### [Aim of the task]
Lay out the stretch of the entries below from the line containing "If you could segment every instance of the covered" through the line containing "189 161 L 187" as a Markdown table. Use the columns Row and Line, with one numbered row per line and any blank lines left out.

********************

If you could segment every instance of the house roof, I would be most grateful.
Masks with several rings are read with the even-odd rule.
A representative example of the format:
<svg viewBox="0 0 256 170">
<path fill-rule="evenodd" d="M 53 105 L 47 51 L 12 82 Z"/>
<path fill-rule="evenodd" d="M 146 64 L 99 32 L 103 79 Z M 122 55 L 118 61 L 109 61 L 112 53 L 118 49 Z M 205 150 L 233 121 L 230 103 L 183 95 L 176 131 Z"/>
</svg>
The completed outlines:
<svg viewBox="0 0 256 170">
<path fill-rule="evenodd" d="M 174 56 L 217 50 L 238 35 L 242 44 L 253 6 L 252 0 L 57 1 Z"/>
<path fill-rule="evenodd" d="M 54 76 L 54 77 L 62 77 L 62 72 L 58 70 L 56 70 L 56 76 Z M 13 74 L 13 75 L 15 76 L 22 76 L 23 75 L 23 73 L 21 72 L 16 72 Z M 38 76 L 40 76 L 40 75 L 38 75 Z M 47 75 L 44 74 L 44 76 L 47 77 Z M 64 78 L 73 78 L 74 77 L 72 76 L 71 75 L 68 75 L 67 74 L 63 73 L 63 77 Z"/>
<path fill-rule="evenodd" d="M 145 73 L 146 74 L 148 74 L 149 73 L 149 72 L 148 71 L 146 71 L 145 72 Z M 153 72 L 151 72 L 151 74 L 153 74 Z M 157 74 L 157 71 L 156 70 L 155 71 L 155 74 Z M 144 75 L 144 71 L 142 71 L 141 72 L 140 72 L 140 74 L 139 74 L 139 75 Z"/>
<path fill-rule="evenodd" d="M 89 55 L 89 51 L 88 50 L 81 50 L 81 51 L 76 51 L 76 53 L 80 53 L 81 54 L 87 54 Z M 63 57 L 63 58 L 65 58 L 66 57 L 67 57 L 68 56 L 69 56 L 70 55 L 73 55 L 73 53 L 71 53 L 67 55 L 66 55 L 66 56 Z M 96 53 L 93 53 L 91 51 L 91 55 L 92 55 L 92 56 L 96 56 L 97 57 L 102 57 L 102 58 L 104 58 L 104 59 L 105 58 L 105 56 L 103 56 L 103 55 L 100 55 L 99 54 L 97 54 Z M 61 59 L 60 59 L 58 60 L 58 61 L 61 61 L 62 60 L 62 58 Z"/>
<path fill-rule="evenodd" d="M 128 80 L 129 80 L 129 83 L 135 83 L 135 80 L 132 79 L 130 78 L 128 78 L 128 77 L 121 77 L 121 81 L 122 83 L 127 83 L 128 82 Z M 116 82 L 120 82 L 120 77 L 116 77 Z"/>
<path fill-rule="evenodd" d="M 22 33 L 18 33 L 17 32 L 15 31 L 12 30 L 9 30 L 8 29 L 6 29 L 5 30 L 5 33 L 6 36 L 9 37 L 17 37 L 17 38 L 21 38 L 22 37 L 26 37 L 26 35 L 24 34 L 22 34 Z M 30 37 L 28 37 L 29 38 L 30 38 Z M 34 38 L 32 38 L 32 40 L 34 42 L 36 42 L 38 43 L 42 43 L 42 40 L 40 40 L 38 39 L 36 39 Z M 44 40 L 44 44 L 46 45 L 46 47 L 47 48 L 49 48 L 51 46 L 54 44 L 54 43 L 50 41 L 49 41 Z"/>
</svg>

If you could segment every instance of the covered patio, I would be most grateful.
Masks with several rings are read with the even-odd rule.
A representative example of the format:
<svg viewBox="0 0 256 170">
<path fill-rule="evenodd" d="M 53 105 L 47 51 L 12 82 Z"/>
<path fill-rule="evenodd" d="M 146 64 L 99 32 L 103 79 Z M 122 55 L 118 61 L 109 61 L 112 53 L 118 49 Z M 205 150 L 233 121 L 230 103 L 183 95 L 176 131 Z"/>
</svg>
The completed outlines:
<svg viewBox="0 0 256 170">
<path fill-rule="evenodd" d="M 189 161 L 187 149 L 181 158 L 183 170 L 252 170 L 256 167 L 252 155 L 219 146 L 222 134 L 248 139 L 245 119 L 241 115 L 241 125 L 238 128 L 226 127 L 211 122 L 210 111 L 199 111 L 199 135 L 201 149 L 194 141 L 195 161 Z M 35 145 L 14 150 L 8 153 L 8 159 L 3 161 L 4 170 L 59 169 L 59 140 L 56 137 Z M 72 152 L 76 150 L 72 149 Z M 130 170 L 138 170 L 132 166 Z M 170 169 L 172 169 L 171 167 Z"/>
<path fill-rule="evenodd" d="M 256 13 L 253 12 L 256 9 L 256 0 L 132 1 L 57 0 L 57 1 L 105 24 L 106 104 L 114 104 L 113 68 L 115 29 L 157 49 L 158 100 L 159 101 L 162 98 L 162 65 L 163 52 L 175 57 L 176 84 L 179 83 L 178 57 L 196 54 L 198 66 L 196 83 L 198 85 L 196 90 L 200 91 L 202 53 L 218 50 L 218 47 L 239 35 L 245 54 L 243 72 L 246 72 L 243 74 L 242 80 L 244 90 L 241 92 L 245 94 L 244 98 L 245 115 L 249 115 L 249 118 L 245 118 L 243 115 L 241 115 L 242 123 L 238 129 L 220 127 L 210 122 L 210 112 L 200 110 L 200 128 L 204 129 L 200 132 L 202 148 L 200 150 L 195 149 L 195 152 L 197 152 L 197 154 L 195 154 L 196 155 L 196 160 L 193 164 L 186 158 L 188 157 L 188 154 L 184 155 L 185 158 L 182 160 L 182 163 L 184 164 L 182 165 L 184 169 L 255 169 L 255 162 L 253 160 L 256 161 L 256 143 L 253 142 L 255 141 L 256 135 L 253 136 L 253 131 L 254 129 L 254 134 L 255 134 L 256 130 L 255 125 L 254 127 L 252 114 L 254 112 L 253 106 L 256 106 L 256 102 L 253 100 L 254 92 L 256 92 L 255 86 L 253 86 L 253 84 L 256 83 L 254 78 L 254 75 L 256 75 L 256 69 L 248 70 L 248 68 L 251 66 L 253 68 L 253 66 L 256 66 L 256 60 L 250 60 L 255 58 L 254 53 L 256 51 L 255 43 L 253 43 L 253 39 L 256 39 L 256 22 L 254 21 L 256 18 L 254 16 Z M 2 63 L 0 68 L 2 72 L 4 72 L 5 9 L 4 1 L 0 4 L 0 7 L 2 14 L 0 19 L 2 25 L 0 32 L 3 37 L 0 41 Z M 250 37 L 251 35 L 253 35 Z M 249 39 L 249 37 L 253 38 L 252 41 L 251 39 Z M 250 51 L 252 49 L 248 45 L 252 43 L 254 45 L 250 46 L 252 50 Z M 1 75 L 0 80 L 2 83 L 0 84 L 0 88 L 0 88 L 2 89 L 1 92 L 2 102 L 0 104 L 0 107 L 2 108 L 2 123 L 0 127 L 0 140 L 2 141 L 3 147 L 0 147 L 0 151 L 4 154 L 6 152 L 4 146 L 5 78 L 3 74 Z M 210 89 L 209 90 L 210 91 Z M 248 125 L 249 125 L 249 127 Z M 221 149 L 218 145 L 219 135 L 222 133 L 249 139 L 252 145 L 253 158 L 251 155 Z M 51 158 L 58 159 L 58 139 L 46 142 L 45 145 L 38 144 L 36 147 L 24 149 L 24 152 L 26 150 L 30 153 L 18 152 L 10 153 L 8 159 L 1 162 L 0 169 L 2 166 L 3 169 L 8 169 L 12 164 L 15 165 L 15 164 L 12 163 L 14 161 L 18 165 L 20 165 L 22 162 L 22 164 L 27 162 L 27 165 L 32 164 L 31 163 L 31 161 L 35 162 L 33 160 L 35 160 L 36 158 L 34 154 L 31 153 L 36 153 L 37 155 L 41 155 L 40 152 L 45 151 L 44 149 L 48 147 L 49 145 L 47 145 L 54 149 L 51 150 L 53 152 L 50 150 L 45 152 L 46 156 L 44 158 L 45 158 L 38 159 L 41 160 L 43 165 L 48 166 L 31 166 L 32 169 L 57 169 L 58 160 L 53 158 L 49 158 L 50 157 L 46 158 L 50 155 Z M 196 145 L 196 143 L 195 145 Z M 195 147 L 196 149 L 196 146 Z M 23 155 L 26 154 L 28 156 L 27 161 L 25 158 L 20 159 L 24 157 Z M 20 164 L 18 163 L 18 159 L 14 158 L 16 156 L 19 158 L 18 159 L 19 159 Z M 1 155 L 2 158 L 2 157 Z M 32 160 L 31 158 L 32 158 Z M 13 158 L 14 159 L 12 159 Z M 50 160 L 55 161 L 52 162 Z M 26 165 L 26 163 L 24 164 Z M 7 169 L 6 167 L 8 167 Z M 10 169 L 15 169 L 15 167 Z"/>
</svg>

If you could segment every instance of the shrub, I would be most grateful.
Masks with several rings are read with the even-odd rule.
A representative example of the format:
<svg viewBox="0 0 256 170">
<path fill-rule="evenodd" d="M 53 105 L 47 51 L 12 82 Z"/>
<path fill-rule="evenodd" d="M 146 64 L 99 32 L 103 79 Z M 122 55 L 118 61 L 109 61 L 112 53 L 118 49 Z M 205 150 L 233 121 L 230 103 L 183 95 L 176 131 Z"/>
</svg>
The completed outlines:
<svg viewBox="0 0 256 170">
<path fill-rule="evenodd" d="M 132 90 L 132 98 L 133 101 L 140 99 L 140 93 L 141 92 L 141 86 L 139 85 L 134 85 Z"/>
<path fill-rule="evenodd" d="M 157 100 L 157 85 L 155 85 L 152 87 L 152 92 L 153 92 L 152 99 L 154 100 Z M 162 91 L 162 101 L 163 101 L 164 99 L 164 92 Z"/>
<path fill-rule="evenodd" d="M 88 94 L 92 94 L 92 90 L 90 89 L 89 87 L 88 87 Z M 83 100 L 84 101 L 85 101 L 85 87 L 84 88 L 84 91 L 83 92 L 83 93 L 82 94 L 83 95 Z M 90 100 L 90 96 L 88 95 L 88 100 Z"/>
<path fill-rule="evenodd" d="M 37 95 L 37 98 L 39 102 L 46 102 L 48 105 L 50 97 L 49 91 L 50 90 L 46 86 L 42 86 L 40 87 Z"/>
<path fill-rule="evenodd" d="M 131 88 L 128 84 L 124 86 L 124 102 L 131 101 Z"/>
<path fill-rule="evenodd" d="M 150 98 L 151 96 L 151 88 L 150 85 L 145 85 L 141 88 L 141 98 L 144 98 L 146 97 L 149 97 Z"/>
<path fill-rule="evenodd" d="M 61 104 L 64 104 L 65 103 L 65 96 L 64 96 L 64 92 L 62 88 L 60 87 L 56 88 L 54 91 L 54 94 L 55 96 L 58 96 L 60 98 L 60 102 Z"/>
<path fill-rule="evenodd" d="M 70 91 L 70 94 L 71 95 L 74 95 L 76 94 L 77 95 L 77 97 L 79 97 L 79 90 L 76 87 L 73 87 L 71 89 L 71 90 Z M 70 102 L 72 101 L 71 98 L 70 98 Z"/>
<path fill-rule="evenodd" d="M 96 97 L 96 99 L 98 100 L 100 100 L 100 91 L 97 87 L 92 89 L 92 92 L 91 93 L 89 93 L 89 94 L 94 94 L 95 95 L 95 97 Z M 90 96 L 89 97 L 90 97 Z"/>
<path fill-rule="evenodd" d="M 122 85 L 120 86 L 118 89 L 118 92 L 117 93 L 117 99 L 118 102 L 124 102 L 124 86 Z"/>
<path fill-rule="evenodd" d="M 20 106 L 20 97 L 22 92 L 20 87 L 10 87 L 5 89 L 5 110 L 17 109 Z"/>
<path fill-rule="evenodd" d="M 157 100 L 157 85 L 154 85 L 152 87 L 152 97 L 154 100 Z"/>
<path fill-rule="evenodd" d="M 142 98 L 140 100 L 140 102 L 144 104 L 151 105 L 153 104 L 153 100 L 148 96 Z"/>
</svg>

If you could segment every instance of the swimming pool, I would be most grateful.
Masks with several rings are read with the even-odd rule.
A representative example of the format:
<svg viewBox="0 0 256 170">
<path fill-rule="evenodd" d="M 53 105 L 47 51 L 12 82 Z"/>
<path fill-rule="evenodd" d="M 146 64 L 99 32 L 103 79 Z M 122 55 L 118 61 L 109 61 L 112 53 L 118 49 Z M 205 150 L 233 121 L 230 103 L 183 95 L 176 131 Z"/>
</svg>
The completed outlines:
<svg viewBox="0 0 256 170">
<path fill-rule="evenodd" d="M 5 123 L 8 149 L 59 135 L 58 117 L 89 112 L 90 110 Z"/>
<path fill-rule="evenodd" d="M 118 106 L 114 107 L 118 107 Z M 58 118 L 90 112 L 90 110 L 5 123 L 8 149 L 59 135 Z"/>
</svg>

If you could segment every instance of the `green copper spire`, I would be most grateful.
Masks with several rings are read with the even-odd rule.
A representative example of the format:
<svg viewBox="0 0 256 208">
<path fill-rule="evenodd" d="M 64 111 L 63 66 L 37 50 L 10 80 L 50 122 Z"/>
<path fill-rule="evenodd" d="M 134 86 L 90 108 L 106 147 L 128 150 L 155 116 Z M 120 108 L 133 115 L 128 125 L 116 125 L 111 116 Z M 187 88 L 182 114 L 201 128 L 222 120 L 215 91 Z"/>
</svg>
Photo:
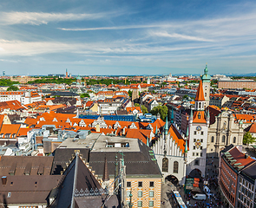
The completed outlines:
<svg viewBox="0 0 256 208">
<path fill-rule="evenodd" d="M 187 132 L 186 132 L 186 137 L 188 138 L 188 135 L 189 135 L 189 132 L 188 132 L 188 126 L 187 126 Z"/>
<path fill-rule="evenodd" d="M 205 75 L 208 74 L 208 68 L 207 68 L 207 63 L 206 64 L 206 68 L 205 68 Z"/>
<path fill-rule="evenodd" d="M 208 110 L 207 110 L 207 118 L 210 119 L 210 111 L 209 111 L 209 107 L 208 107 Z"/>
<path fill-rule="evenodd" d="M 169 127 L 168 127 L 168 116 L 167 116 L 166 124 L 165 124 L 165 135 L 168 134 L 168 130 L 169 130 Z"/>
<path fill-rule="evenodd" d="M 156 124 L 156 126 L 155 126 L 155 133 L 154 133 L 154 135 L 156 135 L 157 133 L 158 133 L 158 129 L 157 129 L 157 124 Z"/>
<path fill-rule="evenodd" d="M 185 153 L 187 153 L 187 140 L 185 140 L 186 143 L 185 143 Z"/>
<path fill-rule="evenodd" d="M 174 123 L 174 107 L 172 107 L 172 114 L 171 114 L 171 123 Z"/>
</svg>

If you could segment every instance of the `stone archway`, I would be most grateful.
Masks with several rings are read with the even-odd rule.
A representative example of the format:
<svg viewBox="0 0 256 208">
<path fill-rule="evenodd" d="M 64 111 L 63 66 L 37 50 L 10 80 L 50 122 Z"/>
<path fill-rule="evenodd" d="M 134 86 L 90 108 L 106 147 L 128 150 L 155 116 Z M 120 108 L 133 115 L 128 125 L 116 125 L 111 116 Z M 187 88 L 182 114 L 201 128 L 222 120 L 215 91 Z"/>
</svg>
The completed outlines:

********************

### [Completed exercise]
| Row | Line |
|---|---|
| 1 | If you could segment every instance of the covered patio, I would be most grateful. |
| 2 | Masks with several rings are read with the even-odd rule. |
| 3 | A representative example of the format: |
| 4 | <svg viewBox="0 0 256 170"> |
| 5 | <path fill-rule="evenodd" d="M 53 105 L 47 51 L 12 82 Z"/> |
| 6 | <path fill-rule="evenodd" d="M 146 64 L 99 32 L 103 79 Z M 122 55 L 118 61 L 109 61 L 112 53 L 118 49 Z M 205 150 L 233 121 L 230 103 L 183 95 L 176 131 Z"/> |
| 7 | </svg> |
| 8 | The completed outlines: |
| 9 | <svg viewBox="0 0 256 170"> |
| 10 | <path fill-rule="evenodd" d="M 189 161 L 187 149 L 181 158 L 183 170 L 252 170 L 256 167 L 252 155 L 219 146 L 222 134 L 248 139 L 245 119 L 241 115 L 241 125 L 238 128 L 226 127 L 211 122 L 210 111 L 199 111 L 199 135 L 201 149 L 194 141 L 195 161 Z M 35 145 L 14 150 L 8 153 L 8 159 L 3 161 L 4 170 L 59 169 L 59 140 L 56 137 Z M 72 152 L 76 150 L 72 149 Z M 130 170 L 138 170 L 132 166 Z M 170 169 L 172 169 L 171 167 Z"/> |